* BEGIN Excerpted text *

The Italian irredentism in Istria was the political movement supporting the unification to Italy, during the 19th and 20th centuries, of the peninsula of Istria. It is considered closely related to the Italian irredentism in Trieste and Fiume, two cities bordering the peninsula.

History

Istria, since Roman times, has been an eastern region of Italy, populated by romanized people who were initially related to the Roman Empire and -after the Middle Ages- to the Republic of Venice. In the northeastern section of Istria after Charlemagne started to settle some Slav people, who increased in number inside all Istria mainly after the Turkish invasions of the Balkans (mostly as refugees).

When Napoleon defeated Venice in 1797, he found that Istria was populated by Italians on the coast and in the main cities, but the interior was populated mainly by Croats and Slovenians: this dual ethnicity in the same peninsula created a situation of antagonism between Slavs and Italians for the supremacy of Istria, when started the first nationalisms after Napoleon's fall.
Since 1815 Istria was a part of the Austrian monarchy, and Croats/Slovenians and Italians engaged in a nationalistic feud with each other.

As a consequence Istria has been the theater of an ethnic struggle between them, with bloody nationalistic wars, during the 19th and 20th centuries. The Italian irredentism was actively followed by many Italians in Istria, like the Italian hero Nazario Sauro of Capodistria.

* END Excerpted text *

# Given problem 1:
Answer these about the text on Italian irredentism in Istria:
(a) Which two cities is the movement said to be closely related to?
(b) In what year did Napoleon defeat Venice?
(c) From what year was Istria part of the Austrian monarchy?
# Given problem 2:
In the text on Italian irredentism in Istria, write out the stretch from "The Italian irredentism in Istria" through "bordering the peninsula.", swapping "political movement" for "campaign".
The stored items that come next have nothing to do with the text on Istria.

* BEGIN Material *

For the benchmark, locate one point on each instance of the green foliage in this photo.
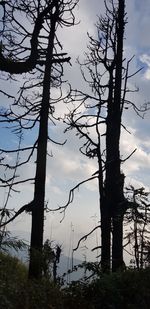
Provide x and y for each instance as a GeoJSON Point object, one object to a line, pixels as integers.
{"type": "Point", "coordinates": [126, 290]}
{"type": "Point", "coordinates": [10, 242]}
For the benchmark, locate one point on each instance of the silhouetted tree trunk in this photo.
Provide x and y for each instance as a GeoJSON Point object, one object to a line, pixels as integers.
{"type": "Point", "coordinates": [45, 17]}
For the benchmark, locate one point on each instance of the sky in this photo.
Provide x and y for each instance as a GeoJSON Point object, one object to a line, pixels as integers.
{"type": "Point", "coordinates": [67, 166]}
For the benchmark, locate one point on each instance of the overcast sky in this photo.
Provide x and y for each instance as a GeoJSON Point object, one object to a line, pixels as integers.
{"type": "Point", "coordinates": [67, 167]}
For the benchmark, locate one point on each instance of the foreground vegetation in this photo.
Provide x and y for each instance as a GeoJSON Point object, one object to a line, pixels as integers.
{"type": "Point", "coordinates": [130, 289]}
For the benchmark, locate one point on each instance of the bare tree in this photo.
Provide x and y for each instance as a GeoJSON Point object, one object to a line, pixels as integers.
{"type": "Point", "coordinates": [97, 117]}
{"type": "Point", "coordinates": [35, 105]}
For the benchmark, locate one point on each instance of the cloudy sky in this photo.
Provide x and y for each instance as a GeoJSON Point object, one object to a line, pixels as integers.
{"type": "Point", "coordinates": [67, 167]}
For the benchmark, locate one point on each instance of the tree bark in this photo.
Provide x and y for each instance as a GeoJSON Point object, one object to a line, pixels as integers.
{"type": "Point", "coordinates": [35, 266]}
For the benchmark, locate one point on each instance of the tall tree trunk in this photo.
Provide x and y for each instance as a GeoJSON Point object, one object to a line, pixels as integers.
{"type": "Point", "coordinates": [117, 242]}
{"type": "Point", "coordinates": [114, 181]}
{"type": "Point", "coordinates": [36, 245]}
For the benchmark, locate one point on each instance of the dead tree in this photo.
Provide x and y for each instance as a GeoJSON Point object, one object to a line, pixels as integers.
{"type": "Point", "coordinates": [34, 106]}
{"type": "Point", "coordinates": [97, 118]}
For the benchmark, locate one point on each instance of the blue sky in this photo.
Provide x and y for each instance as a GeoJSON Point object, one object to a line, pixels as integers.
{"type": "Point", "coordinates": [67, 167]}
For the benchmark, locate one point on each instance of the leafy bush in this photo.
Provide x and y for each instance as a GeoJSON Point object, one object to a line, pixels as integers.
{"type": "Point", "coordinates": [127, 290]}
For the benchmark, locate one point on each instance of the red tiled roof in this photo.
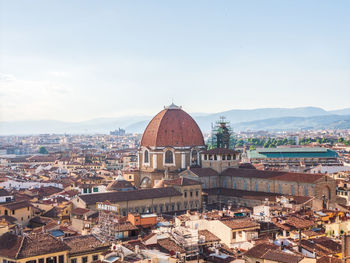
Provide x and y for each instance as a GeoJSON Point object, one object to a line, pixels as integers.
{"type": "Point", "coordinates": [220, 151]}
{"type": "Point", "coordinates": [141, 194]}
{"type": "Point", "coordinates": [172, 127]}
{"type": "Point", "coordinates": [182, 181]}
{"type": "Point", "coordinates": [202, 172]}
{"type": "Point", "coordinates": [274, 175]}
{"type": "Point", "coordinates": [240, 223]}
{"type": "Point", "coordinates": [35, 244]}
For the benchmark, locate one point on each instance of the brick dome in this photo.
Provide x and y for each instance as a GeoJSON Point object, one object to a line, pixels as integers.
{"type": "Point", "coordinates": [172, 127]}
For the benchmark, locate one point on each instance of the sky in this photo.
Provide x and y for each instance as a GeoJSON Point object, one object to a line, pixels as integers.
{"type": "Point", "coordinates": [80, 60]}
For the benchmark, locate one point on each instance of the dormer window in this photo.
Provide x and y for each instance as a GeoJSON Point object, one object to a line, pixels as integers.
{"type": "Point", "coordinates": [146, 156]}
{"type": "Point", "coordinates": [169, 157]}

* END Material *
* BEGIN Material *

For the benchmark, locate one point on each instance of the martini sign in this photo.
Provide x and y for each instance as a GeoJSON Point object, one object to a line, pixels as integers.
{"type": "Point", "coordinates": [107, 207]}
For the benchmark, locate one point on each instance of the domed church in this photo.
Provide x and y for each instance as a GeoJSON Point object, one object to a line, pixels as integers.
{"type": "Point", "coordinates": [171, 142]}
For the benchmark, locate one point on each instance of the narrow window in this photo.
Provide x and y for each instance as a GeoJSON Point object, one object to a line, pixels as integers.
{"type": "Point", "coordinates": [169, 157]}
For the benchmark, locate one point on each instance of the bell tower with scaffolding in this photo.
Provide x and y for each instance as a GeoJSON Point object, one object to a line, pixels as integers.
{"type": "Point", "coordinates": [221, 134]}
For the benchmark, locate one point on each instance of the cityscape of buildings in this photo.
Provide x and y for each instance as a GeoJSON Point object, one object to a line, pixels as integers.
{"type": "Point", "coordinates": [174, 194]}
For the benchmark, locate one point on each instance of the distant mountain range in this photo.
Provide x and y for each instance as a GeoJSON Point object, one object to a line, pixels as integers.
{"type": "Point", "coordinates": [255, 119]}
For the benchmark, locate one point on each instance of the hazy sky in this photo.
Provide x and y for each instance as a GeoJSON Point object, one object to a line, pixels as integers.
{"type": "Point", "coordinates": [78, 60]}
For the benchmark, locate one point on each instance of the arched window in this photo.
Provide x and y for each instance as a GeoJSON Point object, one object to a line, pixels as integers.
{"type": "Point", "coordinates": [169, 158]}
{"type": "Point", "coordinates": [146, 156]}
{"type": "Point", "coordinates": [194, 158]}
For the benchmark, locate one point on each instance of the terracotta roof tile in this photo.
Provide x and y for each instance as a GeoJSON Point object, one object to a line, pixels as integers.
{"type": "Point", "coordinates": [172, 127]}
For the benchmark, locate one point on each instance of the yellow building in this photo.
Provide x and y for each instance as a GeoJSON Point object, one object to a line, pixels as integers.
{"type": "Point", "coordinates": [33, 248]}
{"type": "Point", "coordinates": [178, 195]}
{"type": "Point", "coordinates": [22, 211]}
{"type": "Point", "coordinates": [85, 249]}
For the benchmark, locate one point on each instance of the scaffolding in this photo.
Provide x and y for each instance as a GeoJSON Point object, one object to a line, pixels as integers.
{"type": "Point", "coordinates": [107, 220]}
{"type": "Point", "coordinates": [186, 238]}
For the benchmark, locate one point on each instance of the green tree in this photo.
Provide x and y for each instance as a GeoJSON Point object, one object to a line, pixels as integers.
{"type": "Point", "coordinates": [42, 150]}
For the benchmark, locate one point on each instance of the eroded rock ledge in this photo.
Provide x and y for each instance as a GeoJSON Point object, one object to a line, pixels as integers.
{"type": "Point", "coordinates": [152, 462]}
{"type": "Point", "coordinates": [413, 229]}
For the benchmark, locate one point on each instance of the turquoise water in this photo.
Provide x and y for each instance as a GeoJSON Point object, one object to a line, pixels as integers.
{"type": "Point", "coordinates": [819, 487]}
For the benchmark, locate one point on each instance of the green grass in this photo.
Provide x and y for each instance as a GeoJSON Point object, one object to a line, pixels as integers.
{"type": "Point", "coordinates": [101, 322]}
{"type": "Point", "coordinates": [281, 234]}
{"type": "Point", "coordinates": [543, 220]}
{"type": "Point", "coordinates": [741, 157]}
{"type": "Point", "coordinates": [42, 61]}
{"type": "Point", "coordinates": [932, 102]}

* END Material *

# Correct result 1:
(a) Trieste and Fiume
(b) 1797
(c) 1815

# Correct result 2:
The Italian irredentism in Istria was the campaign supporting the unification to Italy, during the 19th and 20th centuries, of the peninsula of Istria. It is considered closely related to the Italian irredentism in Trieste and Fiume, two cities bordering the peninsula.